----- Extract
JUBE will automatically generate the results table (using jube result <path_to_runs_folder>
). If JUBE is not employed for execution, the values to report can be extracted from the raw LinkTest output, as per the following guidelines.
Each step of LinkTest will print a log line like this
Parallel Results for step 3: min: 11.64910 us ( 20.9579 GiB/s) avg: 11.68455 us ( 20.8943 GiB/s) max: 11.77200 us ( 20.7391 GiB/s) avg. bisection bw: 83.5783 GiB/s
Aggregated Results: min: 11.53511 us ( 21.1650 GiB/s) avg: 11.68784 us ( 20.8884 GiB/s) max: 12.01200 us ( 20.3247 GiB/s) avg. bisection bw: 83.5584 GiB/s
Timing Summary: Elapsed time: 24.52618 ms ( 8.17539 ms/step). Estimated time remaining for iteration: 8.17539 ms (1 steps). Estimated total time remaining: 8.17539 ms
Considering all Parallel Results for step X
entries, note the avg. bisection bw
. Of these, the minimum and maximum value are to be reported as Min and Max Bisection Bandwidth (see below).
----------
----- Information provided
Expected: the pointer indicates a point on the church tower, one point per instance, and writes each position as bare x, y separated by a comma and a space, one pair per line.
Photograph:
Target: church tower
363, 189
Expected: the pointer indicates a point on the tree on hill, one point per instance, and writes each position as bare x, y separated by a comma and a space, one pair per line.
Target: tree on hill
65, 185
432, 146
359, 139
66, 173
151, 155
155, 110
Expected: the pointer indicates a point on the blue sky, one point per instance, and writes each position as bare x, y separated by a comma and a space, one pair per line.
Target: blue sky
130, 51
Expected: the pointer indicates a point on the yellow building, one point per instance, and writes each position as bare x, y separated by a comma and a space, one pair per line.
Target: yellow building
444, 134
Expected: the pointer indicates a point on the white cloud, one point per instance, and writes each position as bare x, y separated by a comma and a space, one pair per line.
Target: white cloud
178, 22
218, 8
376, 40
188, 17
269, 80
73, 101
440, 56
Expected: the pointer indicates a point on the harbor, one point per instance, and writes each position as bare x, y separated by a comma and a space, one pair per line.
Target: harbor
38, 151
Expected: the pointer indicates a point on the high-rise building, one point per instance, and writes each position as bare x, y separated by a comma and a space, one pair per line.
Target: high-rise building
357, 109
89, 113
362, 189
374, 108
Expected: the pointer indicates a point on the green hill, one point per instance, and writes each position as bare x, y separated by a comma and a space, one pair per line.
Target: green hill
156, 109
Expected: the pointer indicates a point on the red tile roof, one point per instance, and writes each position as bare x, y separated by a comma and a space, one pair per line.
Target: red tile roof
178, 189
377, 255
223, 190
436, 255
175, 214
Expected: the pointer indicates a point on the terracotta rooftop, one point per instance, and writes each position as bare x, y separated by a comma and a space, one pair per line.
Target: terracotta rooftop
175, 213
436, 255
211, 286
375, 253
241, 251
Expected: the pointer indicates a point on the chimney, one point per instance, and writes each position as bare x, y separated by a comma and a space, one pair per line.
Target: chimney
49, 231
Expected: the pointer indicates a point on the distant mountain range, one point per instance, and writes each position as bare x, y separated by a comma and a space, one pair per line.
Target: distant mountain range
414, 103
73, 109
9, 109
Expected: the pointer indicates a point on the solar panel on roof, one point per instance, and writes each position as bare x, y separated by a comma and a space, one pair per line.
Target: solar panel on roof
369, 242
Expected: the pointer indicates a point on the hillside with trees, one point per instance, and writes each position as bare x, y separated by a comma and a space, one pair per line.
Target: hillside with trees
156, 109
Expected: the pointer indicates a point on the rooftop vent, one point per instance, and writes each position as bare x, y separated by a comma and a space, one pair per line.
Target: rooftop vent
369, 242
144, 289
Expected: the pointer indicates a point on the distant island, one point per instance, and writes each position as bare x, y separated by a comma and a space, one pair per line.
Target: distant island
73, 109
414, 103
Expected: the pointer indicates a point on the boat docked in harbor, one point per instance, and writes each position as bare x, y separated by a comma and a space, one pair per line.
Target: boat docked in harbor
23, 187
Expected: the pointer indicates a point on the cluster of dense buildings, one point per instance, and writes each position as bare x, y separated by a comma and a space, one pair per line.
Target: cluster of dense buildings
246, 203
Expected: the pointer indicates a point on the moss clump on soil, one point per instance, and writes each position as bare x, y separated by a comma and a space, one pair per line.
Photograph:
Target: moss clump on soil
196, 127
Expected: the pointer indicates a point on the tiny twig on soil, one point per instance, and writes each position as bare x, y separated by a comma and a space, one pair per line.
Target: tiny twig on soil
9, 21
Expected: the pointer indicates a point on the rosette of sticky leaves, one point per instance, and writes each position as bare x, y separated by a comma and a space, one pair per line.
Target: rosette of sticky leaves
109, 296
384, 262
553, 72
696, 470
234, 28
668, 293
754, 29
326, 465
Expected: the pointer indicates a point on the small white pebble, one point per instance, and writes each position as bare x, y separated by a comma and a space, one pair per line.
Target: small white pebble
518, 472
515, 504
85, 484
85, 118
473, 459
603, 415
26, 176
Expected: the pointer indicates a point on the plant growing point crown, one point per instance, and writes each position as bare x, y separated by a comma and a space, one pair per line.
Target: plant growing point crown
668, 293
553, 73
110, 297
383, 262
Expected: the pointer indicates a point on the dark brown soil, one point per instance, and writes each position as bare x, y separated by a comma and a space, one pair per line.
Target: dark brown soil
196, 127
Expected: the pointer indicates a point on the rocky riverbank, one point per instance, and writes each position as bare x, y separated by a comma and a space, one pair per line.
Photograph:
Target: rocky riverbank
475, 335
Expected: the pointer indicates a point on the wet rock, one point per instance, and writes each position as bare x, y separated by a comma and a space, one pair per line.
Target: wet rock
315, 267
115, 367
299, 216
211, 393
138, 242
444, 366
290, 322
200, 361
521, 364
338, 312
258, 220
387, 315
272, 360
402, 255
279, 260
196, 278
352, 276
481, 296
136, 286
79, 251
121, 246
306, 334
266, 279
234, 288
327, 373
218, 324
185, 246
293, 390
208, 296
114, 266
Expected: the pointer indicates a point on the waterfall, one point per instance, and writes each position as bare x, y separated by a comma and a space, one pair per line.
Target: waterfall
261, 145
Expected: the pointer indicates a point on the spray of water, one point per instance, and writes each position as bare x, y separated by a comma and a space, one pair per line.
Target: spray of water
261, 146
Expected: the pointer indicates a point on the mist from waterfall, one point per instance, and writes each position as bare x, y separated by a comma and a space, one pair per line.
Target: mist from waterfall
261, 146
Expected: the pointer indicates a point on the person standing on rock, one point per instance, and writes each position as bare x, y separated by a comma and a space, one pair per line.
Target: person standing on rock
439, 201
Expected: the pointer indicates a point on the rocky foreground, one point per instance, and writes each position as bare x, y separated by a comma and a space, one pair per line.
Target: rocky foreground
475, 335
----------
■ Tasks to carry out ■
1. Reproduce the passage of the LinkTest excerpt from "JUBE will automatically" up to and including "the following guidelines.".
2. According to the LinkTest excerpt, why would the values to report be pulled from the raw LinkTest output? Answer in one to three sentences.

■ Solved tasks ■
1.
JUBE will automatically generate the results table (using jube result <path_to_runs_folder>
). If JUBE is not employed for execution, the values to report can be extracted from the raw LinkTest output, as per the following guidelines.

2. When JUBE is used, it generates the results table automatically with jube result <path_to_runs_folder>. If JUBE is not used for execution, that table is not produced, so the values have to be extracted from the raw LinkTest output according to the guidelines.